GIVEN EXERCISE
The required result is the exact run of lines beginning at the one containing "the white lace sleeve" and ending at the last line of the entries.

SUPPLIED RECORDS
= = =

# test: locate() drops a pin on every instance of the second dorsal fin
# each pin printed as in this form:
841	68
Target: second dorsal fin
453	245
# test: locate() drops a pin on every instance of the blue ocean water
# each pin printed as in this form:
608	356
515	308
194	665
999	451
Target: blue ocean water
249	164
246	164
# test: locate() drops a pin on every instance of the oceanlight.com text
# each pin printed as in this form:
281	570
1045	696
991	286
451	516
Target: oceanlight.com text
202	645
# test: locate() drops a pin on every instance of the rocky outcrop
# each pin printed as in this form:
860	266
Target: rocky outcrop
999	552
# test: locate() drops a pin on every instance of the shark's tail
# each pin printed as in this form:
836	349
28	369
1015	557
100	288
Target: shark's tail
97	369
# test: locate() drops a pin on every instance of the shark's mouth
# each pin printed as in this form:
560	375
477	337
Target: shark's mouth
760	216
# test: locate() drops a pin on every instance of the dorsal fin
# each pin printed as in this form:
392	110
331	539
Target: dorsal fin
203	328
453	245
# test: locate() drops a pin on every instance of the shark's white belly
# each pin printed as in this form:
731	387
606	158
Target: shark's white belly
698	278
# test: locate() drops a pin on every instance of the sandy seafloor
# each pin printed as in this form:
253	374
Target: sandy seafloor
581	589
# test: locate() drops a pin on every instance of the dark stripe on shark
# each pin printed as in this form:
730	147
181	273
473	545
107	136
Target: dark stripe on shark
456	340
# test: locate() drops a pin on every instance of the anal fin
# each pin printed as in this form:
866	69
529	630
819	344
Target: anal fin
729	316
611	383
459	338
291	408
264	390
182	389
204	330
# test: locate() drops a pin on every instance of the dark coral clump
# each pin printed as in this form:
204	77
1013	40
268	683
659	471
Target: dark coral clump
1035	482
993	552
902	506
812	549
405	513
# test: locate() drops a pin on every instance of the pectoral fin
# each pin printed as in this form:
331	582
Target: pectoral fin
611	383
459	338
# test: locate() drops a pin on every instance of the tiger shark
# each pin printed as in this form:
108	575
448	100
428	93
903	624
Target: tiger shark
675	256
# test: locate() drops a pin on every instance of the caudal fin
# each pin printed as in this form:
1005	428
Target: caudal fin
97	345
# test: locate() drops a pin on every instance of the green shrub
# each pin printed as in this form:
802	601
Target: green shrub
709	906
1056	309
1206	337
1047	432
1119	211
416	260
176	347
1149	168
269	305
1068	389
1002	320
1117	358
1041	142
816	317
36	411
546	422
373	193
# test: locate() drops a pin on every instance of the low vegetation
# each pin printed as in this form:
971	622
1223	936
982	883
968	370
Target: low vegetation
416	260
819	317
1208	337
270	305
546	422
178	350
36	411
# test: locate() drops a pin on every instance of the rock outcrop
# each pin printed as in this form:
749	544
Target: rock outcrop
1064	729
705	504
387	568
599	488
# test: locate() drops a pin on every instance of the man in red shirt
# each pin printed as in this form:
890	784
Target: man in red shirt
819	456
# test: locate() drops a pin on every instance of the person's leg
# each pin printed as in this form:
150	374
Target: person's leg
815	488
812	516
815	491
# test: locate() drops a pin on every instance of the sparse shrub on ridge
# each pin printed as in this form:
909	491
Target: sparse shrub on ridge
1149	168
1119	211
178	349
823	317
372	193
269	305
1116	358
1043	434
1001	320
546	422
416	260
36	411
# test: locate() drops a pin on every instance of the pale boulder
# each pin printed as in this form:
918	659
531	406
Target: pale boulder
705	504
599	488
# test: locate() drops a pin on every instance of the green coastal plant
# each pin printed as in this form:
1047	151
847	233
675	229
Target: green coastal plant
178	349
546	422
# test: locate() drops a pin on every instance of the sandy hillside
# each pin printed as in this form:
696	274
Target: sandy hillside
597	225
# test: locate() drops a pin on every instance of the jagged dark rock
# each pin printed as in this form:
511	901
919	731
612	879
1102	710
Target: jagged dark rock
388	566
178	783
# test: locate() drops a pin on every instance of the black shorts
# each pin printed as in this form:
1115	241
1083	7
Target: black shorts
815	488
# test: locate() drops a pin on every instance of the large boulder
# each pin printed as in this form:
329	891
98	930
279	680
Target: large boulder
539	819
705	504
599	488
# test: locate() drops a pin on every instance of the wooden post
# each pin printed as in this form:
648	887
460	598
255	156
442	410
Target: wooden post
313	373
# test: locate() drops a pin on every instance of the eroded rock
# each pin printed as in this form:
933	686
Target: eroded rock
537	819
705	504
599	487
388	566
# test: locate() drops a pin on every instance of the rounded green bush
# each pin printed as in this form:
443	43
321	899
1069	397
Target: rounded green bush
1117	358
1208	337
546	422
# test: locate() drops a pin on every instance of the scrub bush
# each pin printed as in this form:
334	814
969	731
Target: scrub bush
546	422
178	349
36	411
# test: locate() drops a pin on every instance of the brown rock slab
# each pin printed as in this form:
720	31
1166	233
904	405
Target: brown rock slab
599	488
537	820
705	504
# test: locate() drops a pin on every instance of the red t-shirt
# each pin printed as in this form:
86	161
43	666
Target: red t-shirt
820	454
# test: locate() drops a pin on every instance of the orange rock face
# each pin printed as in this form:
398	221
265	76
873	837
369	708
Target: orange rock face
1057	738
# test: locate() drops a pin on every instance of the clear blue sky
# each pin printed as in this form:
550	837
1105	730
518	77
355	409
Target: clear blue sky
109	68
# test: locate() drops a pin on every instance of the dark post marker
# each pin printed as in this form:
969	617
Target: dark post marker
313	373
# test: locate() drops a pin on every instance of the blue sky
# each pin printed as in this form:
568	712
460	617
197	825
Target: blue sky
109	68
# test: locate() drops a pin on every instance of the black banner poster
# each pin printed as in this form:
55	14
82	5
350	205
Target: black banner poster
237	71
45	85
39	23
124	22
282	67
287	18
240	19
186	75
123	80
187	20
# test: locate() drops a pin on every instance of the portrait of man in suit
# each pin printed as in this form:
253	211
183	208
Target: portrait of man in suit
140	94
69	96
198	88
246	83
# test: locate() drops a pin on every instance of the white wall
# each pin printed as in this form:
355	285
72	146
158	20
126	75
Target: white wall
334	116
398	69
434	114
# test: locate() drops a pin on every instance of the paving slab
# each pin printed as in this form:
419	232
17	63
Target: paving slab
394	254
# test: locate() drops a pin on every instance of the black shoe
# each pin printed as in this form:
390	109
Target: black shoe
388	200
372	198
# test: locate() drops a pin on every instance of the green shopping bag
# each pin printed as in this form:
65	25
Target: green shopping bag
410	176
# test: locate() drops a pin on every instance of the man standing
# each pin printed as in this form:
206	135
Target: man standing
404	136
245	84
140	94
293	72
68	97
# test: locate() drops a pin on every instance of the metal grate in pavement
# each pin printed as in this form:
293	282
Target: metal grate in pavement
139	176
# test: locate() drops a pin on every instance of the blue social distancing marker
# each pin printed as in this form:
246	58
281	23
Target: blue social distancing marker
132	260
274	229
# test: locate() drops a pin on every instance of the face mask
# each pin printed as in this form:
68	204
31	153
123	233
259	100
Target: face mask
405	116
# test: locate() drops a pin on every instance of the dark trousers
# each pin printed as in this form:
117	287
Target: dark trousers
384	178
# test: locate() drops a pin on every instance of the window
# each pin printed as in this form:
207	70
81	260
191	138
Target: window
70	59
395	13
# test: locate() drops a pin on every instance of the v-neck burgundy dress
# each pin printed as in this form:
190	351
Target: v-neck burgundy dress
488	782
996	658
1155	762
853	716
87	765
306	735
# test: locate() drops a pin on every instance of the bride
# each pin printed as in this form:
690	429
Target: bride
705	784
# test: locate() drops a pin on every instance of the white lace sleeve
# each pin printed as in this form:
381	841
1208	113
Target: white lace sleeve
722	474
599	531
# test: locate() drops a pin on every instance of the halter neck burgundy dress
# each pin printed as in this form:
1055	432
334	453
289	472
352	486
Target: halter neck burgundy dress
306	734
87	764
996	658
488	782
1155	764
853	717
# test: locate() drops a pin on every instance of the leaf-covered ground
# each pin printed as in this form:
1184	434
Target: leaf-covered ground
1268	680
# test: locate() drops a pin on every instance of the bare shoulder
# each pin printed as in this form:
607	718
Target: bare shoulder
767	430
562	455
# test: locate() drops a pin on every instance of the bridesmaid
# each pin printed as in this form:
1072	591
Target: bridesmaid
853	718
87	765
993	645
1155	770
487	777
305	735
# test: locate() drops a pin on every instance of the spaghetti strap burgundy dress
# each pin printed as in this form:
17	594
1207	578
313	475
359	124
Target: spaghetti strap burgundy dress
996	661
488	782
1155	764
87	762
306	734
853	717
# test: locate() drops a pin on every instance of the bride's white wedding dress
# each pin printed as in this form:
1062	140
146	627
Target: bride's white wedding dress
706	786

= = =

SOLUTION
# test: locate() drops a pin on every instance of the white lace sleeve
# each pin printed as in this form:
381	841
1208	113
Target: white lace sleeve
722	474
599	531
# test: locate() drops a pin on every instance of the halter neck burgundy dress
# each pin printed as in this form:
1055	432
334	453
289	472
352	486
Target: halter neck burgundy dress
306	734
87	764
996	658
488	782
1155	764
853	717
# test: locate() drops a pin on every instance of the leaf-covered ground
# each pin printed as in this form:
1184	434
Target: leaf-covered ground
1268	680
# test: locate() drops a pin on every instance of the bare shoulder
# each pin printed as in this form:
607	718
Target: bare shoulder
767	430
562	455
# test: locate() drops a pin on every instance of the bridesmaid
# each pin printed as in this form:
1072	591
Target: bridesmaid
853	718
87	765
993	645
1155	770
487	777
305	735
# test: locate() drops a pin on every instance of the spaghetti strap burgundy dress
# each pin printed as in this form:
17	594
1207	578
313	475
359	124
Target: spaghetti strap burgundy dress
996	661
488	782
1155	764
87	762
306	734
853	717
# test: locate() drops a pin on every instance of the bride's white wedding dress
# each pin printed as in this form:
1062	140
146	627
Target: bride's white wedding dress
706	786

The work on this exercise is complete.